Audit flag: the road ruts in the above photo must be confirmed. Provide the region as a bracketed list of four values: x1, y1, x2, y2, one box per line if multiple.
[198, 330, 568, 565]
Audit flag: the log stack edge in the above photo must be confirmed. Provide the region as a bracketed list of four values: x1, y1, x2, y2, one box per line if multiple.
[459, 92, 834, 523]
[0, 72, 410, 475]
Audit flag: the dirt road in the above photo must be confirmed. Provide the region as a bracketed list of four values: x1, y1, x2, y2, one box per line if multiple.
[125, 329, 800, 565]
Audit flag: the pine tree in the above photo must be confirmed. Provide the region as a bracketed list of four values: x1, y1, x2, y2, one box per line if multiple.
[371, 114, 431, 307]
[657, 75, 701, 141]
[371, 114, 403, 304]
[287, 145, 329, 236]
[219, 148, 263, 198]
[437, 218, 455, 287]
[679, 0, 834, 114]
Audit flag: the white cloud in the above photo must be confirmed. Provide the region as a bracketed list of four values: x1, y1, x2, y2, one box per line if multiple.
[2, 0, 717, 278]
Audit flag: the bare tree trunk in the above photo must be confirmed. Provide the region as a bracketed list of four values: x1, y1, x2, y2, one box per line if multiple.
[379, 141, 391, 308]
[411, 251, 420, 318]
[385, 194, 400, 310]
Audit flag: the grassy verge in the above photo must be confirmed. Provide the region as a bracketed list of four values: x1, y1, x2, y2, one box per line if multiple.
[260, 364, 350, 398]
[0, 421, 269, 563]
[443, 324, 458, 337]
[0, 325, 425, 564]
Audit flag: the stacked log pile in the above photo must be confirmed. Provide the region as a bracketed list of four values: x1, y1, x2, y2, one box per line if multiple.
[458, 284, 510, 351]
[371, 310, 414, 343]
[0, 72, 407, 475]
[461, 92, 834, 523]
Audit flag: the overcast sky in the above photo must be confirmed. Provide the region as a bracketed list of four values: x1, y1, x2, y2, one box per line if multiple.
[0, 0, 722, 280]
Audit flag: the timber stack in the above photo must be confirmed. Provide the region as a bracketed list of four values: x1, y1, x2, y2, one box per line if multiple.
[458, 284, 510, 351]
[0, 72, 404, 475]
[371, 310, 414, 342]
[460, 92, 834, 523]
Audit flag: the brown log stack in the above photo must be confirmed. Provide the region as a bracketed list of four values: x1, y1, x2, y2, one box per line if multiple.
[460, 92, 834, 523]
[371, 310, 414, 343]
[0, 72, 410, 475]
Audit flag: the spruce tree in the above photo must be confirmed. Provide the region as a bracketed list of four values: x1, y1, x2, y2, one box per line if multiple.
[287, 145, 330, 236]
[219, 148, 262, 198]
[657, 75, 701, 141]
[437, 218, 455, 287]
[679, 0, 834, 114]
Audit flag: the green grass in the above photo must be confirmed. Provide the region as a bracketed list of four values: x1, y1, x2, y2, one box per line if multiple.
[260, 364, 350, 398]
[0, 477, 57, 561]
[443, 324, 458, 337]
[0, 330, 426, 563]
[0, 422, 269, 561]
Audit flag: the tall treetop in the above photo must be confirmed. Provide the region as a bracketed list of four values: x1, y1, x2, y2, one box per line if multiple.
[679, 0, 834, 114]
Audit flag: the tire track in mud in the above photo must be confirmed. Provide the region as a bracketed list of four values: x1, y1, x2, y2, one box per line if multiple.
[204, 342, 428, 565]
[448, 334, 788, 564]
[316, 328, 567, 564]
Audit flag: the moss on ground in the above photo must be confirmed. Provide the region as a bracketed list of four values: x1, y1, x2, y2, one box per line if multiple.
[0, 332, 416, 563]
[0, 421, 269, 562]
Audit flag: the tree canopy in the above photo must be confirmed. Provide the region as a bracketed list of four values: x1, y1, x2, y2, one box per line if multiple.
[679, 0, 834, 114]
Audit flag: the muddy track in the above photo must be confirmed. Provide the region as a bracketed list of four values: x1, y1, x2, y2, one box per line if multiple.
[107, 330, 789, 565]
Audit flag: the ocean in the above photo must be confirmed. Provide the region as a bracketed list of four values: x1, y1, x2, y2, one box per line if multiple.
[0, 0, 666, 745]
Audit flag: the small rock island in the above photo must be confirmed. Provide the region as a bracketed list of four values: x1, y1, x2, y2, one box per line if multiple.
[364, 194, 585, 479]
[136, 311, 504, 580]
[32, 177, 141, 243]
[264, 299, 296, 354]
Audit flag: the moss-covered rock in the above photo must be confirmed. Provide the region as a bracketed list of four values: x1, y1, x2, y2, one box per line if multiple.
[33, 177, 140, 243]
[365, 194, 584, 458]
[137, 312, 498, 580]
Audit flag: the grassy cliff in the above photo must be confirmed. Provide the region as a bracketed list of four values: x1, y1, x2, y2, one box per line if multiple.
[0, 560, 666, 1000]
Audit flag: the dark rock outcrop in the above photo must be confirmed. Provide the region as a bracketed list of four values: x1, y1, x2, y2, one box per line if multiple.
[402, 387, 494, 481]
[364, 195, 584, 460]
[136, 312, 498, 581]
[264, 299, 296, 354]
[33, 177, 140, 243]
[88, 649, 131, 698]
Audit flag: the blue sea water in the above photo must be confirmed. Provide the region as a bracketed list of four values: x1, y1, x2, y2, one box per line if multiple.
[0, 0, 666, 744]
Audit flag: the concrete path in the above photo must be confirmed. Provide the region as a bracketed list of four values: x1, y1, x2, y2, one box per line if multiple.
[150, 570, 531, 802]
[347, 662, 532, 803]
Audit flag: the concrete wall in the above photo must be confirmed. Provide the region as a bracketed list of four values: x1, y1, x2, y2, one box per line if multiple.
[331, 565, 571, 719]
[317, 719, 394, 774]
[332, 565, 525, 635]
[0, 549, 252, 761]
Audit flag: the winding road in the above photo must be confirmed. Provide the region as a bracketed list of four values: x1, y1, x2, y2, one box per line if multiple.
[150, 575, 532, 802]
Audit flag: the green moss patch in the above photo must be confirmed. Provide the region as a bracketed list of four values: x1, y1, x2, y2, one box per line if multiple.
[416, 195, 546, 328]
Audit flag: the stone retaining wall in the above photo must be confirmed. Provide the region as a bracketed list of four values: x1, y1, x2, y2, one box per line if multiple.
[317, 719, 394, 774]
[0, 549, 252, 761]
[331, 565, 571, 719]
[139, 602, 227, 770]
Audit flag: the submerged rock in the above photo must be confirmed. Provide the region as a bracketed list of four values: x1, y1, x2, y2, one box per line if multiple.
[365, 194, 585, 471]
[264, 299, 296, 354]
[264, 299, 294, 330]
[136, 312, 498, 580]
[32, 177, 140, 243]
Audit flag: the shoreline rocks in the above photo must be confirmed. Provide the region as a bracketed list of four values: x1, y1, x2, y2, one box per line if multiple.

Enunciado:
Apresente em forma de tabela Markdown, com as colunas Número e Linha, as linhas dos dados acima entre a que contém "Audit flag: the dirt" e a que contém "[125, 329, 800, 565]", inclusive, sem incluir linhas em branco.

Resposta abaixo:
| Número | Linha |
|---|---|
| 1 | Audit flag: the dirt road in the above photo must be confirmed. Provide the region as a bracketed list of four values: x1, y1, x2, y2, one box per line if multiple. |
| 2 | [125, 329, 800, 565] |